**What to produce**
Using the entries that follow, write out the line containing "Target: shirt cuff", the line containing "[(234, 172), (173, 134)]", and every line between them, exactly and nothing else.

--- Task data ---

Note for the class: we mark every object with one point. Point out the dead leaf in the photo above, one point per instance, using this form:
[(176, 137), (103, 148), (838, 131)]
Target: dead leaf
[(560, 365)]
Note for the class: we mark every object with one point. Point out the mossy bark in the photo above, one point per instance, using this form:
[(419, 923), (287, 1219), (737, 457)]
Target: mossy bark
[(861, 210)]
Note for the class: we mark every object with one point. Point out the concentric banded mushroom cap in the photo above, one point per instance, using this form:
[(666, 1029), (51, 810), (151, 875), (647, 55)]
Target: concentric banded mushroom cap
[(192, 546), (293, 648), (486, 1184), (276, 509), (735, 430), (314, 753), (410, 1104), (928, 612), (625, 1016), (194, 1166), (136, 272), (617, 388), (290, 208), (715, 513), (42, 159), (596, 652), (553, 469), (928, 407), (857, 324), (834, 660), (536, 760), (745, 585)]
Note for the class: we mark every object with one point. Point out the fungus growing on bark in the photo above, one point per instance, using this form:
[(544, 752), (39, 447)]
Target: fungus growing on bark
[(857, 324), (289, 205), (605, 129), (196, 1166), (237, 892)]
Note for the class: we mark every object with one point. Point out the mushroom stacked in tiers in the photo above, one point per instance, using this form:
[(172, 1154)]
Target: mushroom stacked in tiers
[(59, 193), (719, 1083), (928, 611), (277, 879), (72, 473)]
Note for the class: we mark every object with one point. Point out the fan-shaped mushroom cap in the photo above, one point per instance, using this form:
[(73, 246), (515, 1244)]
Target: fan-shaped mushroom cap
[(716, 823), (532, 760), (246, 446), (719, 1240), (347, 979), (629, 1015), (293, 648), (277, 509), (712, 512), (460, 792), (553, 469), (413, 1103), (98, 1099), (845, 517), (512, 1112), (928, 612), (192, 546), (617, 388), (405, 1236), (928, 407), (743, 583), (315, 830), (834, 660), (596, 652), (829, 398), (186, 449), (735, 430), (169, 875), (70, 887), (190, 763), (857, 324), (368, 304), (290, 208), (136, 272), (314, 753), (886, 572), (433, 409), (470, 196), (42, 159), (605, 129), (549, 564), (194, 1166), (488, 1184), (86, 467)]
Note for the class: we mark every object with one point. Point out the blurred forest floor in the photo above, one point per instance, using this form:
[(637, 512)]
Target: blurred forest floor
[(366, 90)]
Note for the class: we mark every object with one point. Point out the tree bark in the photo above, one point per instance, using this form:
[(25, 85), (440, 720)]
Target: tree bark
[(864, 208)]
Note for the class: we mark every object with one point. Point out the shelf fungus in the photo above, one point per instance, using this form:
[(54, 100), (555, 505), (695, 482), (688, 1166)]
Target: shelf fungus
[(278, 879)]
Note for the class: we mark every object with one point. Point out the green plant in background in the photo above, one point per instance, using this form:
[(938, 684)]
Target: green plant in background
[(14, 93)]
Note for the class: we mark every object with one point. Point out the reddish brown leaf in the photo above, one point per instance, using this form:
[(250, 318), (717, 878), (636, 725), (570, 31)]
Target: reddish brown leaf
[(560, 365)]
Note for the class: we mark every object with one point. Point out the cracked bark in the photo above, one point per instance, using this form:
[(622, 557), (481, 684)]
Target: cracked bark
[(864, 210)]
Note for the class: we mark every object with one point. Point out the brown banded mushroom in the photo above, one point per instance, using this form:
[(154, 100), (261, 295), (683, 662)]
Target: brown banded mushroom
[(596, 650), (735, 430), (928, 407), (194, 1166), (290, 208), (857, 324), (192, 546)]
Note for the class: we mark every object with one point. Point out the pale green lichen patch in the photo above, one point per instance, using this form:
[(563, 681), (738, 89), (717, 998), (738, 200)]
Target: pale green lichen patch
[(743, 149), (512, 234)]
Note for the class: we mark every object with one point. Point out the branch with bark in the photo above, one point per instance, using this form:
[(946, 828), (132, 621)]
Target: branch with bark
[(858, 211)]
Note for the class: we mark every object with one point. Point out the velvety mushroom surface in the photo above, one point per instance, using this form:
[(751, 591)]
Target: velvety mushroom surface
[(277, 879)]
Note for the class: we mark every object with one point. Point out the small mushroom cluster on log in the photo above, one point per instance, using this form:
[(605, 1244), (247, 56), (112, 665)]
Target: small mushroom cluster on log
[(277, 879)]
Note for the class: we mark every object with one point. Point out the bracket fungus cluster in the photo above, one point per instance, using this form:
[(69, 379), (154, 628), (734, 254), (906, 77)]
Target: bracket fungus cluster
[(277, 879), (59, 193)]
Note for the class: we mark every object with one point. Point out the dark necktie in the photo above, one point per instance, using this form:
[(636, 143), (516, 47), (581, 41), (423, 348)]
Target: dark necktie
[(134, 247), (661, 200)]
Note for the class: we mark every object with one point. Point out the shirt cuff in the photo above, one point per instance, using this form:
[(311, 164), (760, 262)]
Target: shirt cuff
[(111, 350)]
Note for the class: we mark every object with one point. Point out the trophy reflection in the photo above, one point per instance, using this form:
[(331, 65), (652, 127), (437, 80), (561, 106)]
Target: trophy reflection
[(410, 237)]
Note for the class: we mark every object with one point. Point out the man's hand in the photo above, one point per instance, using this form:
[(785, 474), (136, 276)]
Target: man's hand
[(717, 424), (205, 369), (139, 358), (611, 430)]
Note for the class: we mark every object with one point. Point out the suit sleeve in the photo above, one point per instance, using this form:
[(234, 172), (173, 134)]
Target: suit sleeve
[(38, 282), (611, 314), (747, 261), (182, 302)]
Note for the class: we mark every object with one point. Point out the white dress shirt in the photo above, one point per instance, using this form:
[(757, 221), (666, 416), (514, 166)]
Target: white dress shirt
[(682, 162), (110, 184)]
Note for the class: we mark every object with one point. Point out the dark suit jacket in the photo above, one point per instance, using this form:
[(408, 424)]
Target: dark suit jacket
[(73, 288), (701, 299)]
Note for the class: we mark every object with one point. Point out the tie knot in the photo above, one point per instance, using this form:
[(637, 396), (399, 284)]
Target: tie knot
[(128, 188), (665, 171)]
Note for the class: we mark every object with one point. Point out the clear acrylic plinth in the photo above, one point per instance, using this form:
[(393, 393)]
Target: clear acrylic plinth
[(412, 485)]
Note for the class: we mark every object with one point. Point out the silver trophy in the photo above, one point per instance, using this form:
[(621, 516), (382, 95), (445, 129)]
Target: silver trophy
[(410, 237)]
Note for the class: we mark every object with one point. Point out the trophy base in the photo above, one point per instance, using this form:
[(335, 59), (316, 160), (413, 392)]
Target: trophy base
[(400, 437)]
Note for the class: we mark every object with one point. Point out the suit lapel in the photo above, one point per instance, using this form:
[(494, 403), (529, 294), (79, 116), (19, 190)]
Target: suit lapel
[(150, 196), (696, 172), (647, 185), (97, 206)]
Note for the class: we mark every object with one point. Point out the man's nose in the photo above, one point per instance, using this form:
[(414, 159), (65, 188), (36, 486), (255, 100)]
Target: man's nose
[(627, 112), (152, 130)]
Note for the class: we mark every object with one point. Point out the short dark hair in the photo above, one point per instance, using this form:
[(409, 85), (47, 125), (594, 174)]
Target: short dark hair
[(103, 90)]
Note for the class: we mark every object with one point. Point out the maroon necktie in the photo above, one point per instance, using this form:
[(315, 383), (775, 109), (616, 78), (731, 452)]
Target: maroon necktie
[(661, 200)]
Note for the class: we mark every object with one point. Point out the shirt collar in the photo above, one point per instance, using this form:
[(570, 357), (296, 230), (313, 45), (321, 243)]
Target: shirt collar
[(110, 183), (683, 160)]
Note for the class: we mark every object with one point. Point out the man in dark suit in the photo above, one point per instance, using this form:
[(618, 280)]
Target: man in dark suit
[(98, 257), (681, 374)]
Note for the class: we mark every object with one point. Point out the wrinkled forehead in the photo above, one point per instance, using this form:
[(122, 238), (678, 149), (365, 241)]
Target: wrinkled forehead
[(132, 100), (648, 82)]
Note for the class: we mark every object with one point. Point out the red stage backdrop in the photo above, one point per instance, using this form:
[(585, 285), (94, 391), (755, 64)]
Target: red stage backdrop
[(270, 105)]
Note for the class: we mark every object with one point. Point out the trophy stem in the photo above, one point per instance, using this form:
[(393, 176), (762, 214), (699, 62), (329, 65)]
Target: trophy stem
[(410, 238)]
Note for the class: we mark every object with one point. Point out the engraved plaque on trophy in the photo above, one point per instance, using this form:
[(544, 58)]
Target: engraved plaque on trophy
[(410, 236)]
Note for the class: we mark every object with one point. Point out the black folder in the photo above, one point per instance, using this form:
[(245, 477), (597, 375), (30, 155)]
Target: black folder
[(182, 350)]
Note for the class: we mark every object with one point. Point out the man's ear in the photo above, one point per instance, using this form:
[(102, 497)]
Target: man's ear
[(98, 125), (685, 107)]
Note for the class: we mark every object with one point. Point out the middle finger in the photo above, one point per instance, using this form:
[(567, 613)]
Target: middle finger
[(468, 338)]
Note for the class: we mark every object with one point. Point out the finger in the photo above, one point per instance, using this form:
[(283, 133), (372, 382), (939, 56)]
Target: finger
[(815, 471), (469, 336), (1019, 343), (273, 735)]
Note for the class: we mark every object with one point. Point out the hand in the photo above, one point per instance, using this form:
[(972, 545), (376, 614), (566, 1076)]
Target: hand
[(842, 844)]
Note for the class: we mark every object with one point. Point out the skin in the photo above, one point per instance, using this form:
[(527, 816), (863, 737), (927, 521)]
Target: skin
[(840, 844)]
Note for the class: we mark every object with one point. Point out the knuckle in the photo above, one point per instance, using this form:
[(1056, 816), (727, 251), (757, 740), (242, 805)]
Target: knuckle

---

**Response area**
Target: shirt cuff
[(111, 350)]
Note for the class: we mark every object with one point. Point out the trophy reflection in the photo above, one point per instance, using this form:
[(331, 65), (652, 127), (437, 80), (561, 106)]
Target: trophy reflection
[(410, 237)]
Note for the class: we mark every object with one point. Point out the man's hand in the photo above, one point per instance, using this form:
[(785, 474), (136, 276)]
Target: man's hand
[(717, 424), (205, 369), (139, 358), (611, 430)]
Note for the class: we mark every object with one point. Point out the suit sleeve in the photo above, one point per instance, using this form:
[(234, 172), (173, 134)]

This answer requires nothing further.